> _Requirement_:
Output the listing below verbatim, line for line, and leave out any pictures.

━━━━━━━━━━━━━━━━━━━━━━━━━━━━━━

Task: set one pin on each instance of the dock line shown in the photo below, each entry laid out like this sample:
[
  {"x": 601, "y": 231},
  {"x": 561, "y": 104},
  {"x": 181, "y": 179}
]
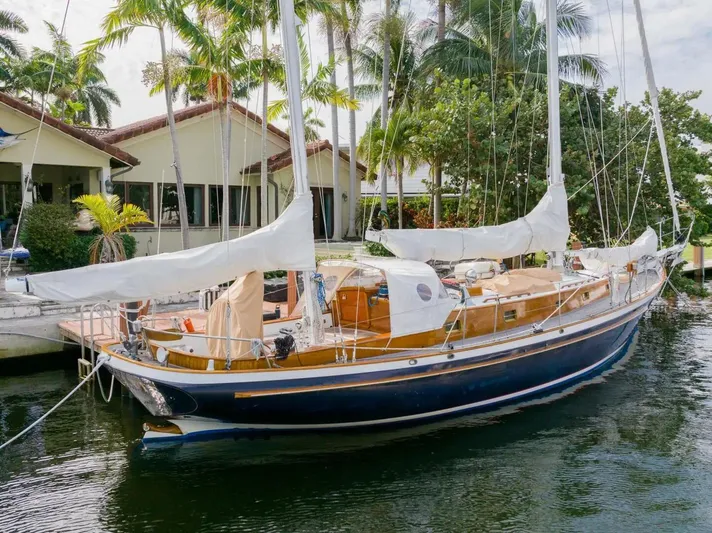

━━━━━━━━━━━━━━━━━━━━━━━━━━━━━━

> _Final result_:
Task: set one pin on each instance of the dock line shown in the photo below, each entry laid out like this sample:
[
  {"x": 601, "y": 231},
  {"x": 561, "y": 104},
  {"x": 181, "y": 179}
]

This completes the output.